— INSTRUCTIONS TO FOLLOW —
Reproduce the material below without changes, from its first line down to and including the line that contains "[(209, 28), (72, 146), (42, 127)]". Leave the pictures out of your answer.

======== DATA FOR THE TASK ========

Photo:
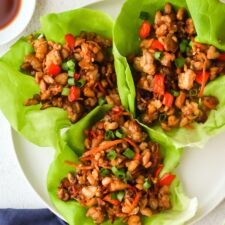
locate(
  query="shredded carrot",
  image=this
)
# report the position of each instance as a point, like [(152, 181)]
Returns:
[(131, 142), (104, 146), (203, 79)]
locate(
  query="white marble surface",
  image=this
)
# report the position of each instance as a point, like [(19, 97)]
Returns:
[(15, 191)]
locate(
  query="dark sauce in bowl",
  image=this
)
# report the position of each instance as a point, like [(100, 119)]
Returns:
[(8, 11)]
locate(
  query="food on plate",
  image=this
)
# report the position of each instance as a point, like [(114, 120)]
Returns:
[(173, 69), (118, 175), (76, 76)]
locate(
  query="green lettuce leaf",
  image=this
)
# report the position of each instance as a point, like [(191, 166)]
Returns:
[(209, 28), (72, 146), (42, 127)]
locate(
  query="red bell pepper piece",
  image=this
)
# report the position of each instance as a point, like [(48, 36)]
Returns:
[(167, 179), (107, 198), (70, 41), (158, 170), (157, 45), (145, 29), (158, 84), (168, 99), (53, 69), (76, 76), (221, 57), (199, 77), (73, 95)]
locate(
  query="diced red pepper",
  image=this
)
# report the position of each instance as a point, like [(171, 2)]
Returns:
[(54, 69), (107, 198), (74, 94), (76, 76), (168, 99), (145, 29), (157, 45), (158, 170), (167, 179), (221, 57), (199, 77), (158, 84), (70, 41)]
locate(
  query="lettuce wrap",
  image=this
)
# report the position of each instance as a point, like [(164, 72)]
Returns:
[(71, 146), (209, 27), (42, 126)]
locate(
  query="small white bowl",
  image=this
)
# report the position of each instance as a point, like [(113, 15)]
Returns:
[(19, 23)]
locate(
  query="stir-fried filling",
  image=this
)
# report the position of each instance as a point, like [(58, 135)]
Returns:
[(118, 174), (76, 76), (172, 71)]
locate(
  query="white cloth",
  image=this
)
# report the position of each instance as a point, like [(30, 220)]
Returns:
[(15, 191)]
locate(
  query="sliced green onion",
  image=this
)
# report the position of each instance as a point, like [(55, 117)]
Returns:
[(119, 173), (175, 93), (146, 184), (80, 83), (70, 64), (70, 73), (111, 155), (109, 135), (158, 55), (144, 15), (101, 101), (193, 92), (129, 153), (104, 172), (65, 91), (71, 81), (179, 62), (120, 195), (183, 46), (162, 117), (119, 133), (113, 196)]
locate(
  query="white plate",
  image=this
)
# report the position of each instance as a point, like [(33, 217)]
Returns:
[(201, 170), (19, 23)]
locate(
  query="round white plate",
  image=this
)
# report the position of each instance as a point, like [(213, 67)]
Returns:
[(201, 170), (19, 23)]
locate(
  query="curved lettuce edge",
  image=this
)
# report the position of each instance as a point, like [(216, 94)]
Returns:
[(209, 30), (42, 127), (71, 146)]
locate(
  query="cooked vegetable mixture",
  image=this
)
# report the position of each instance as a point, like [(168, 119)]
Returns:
[(118, 174), (172, 71), (76, 76)]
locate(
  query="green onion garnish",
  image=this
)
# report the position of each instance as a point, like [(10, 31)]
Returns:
[(193, 92), (111, 155), (109, 135), (101, 101), (158, 55), (120, 195), (146, 184), (179, 62), (129, 153), (70, 73), (119, 133), (144, 15), (80, 83), (162, 117), (104, 172), (119, 173), (71, 81), (65, 91), (175, 93)]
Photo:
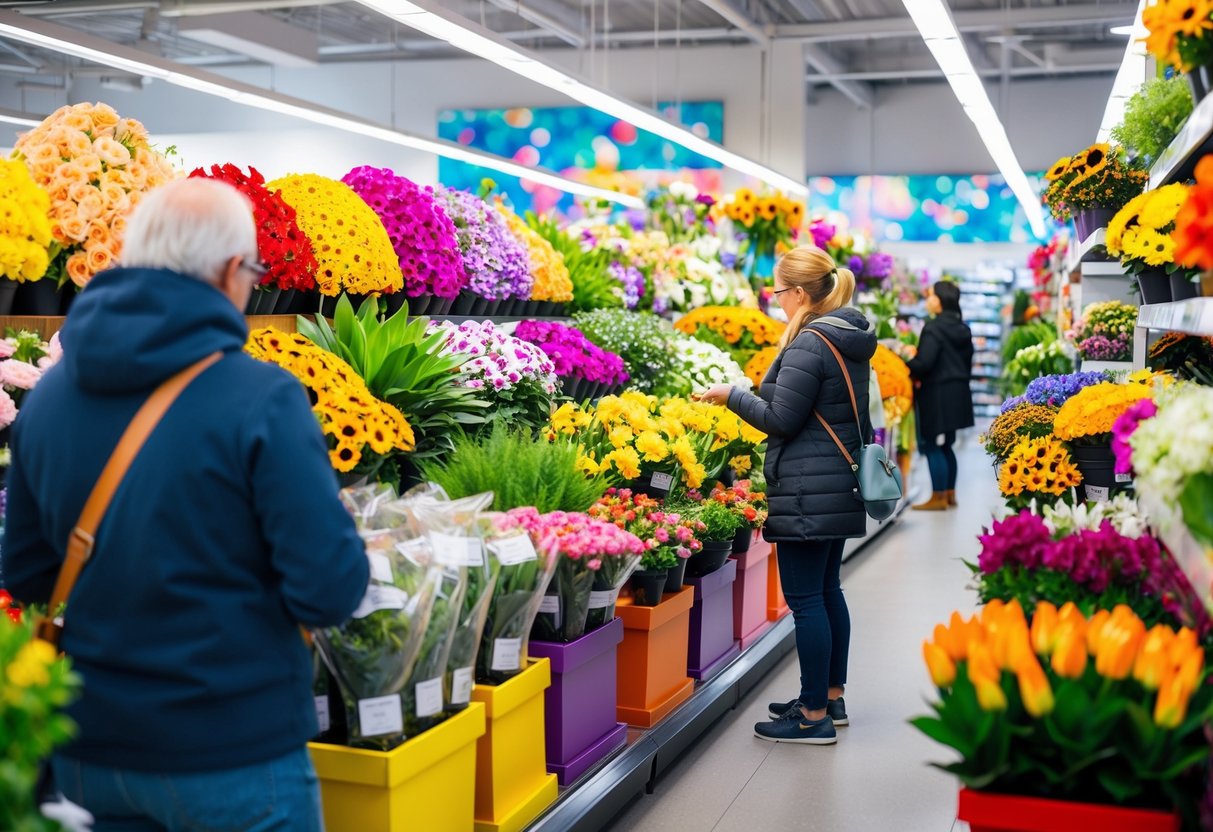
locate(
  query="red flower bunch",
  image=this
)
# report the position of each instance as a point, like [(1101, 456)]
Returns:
[(9, 607), (285, 250)]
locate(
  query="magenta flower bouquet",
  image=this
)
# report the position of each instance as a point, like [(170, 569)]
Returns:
[(497, 265), (584, 546), (421, 233), (573, 354)]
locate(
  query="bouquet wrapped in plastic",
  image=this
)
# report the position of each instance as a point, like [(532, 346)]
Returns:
[(372, 655)]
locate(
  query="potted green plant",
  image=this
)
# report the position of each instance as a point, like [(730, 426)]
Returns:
[(1068, 722)]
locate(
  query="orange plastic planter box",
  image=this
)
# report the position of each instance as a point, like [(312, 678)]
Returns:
[(512, 784), (653, 659), (776, 607)]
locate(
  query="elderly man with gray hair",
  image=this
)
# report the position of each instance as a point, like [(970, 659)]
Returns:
[(222, 539)]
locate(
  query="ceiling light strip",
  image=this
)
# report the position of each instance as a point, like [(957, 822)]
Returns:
[(473, 39), (939, 32), (70, 41)]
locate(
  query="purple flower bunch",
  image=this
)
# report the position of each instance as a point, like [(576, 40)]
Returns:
[(632, 281), (1102, 348), (1055, 391), (573, 353), (1126, 425), (496, 262), (421, 233), (1093, 559)]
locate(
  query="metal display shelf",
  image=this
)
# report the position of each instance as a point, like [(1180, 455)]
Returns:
[(591, 803), (1178, 161), (1190, 317)]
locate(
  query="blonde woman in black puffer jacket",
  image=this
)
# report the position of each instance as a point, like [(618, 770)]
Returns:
[(814, 503)]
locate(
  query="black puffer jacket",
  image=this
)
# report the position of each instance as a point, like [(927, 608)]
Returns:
[(810, 488), (944, 369)]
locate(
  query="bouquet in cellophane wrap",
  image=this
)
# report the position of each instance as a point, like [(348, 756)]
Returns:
[(372, 655)]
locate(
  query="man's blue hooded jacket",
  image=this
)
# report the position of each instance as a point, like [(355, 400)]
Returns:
[(225, 536)]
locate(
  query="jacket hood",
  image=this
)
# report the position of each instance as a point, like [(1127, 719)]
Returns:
[(952, 329), (131, 329), (859, 343)]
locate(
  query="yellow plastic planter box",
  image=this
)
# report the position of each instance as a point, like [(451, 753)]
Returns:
[(512, 784), (426, 784)]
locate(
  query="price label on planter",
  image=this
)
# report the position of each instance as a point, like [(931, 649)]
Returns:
[(381, 714), (513, 550), (661, 482), (461, 685), (430, 697), (551, 604), (603, 598), (322, 712), (381, 598), (507, 654), (456, 551), (381, 566)]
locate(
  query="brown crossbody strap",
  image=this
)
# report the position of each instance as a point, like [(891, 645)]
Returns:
[(81, 541), (854, 404)]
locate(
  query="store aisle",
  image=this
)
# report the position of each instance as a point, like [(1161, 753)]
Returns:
[(876, 779)]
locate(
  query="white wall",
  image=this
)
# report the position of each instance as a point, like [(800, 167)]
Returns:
[(921, 127)]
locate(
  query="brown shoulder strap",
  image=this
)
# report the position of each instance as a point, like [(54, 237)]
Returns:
[(854, 404), (81, 541)]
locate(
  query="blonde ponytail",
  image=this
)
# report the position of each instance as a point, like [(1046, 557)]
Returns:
[(827, 286)]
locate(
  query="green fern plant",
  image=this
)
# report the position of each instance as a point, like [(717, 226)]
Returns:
[(519, 468)]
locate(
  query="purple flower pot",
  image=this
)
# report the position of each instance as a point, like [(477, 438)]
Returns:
[(579, 707), (712, 645)]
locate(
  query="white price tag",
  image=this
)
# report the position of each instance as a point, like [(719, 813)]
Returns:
[(456, 551), (461, 685), (603, 598), (322, 712), (430, 697), (381, 598), (381, 714), (381, 566), (513, 550), (662, 482), (507, 654)]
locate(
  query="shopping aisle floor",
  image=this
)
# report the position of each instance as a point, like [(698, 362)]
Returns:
[(877, 778)]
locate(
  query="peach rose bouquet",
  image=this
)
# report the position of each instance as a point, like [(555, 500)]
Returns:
[(96, 166)]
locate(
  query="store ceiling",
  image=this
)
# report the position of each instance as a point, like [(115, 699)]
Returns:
[(853, 45)]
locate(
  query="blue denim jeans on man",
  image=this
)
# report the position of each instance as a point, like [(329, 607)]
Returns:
[(277, 796)]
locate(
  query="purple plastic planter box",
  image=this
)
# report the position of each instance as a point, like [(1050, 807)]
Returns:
[(580, 705), (712, 645)]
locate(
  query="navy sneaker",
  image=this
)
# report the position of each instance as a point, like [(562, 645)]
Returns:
[(835, 707), (798, 730)]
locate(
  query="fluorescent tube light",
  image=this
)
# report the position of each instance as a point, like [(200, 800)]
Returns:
[(471, 38), (70, 41), (939, 32)]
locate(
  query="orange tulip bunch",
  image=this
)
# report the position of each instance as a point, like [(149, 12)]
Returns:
[(1071, 707)]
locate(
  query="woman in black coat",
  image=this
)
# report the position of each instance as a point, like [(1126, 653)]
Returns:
[(944, 371), (812, 490)]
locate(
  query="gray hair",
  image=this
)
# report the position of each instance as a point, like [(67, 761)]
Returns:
[(192, 227)]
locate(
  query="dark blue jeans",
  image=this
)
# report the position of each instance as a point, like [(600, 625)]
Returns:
[(941, 461), (277, 796), (809, 573)]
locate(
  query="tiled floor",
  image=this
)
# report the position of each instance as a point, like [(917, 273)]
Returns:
[(877, 778)]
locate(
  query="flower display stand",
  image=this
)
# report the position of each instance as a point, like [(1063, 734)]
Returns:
[(712, 645), (986, 811), (776, 605), (653, 678), (750, 592), (512, 784), (580, 705), (381, 791)]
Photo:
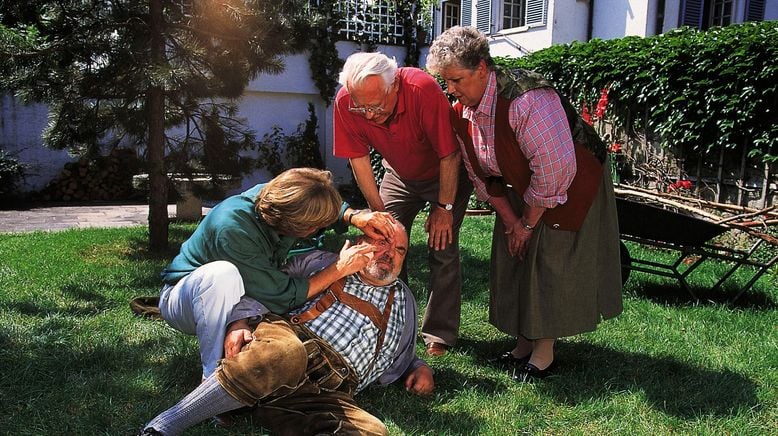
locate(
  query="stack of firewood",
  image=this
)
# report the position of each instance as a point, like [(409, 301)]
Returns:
[(106, 178)]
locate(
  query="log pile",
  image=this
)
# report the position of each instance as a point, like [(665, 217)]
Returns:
[(756, 222), (106, 178)]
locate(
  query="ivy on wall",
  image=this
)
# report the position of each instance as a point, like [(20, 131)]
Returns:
[(325, 31), (698, 90)]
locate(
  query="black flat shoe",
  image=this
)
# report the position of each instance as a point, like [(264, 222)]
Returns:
[(507, 360), (530, 372)]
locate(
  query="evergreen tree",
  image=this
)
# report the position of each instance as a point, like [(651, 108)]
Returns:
[(160, 75)]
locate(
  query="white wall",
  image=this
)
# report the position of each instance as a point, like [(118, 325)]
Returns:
[(20, 135), (620, 18)]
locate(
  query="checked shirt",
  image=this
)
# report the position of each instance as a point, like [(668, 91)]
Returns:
[(354, 336)]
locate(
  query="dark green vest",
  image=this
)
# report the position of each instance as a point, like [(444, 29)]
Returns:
[(514, 166)]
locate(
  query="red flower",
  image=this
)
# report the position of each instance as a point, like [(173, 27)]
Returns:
[(680, 185), (585, 113), (602, 104)]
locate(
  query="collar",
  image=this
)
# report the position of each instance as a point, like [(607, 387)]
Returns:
[(487, 106)]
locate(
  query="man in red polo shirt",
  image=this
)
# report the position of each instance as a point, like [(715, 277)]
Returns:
[(405, 116)]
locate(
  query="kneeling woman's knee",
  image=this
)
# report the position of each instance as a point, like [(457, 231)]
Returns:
[(222, 276)]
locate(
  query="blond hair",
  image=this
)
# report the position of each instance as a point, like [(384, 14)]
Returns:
[(299, 200)]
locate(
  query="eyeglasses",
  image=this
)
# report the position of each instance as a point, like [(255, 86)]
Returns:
[(375, 109)]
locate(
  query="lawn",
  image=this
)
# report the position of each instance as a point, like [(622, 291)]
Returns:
[(75, 360)]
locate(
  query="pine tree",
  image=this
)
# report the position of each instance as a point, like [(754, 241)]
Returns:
[(131, 72)]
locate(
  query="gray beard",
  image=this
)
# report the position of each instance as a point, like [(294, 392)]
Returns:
[(377, 273)]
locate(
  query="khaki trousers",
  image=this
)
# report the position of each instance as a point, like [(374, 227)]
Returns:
[(404, 199)]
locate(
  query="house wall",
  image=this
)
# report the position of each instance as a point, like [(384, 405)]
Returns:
[(618, 18), (280, 100), (21, 126), (568, 21)]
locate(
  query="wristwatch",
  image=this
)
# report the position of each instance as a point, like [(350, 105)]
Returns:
[(446, 206)]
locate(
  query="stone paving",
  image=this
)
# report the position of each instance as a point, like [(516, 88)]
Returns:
[(66, 217)]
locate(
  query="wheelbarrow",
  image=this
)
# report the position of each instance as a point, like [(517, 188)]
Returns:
[(689, 238)]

========

— FULL ANSWER —
Photo:
locate(
  query="shredded carrot",
  image=this
)
# report the position of each instance as a point, like [(152, 181)]
Returns:
[(131, 142), (104, 146), (203, 79)]
locate(
  query="white marble surface",
  image=this
)
# report the position of each instance as a point, like [(19, 97)]
Returns:
[(15, 191)]
locate(
  query="dark sauce in bowl",
  image=this
)
# report the position of each instance as a point, like [(100, 119)]
Returns:
[(8, 11)]
locate(
  query="food on plate",
  image=this
)
# report the position of each instance as a point, like [(114, 120)]
Returns:
[(173, 69), (118, 175), (76, 76)]
locate(
  query="green lettuce leaf",
  image=this
)
# report the position of each instance as a point, like [(191, 166)]
Returns:
[(209, 28), (72, 146), (42, 127)]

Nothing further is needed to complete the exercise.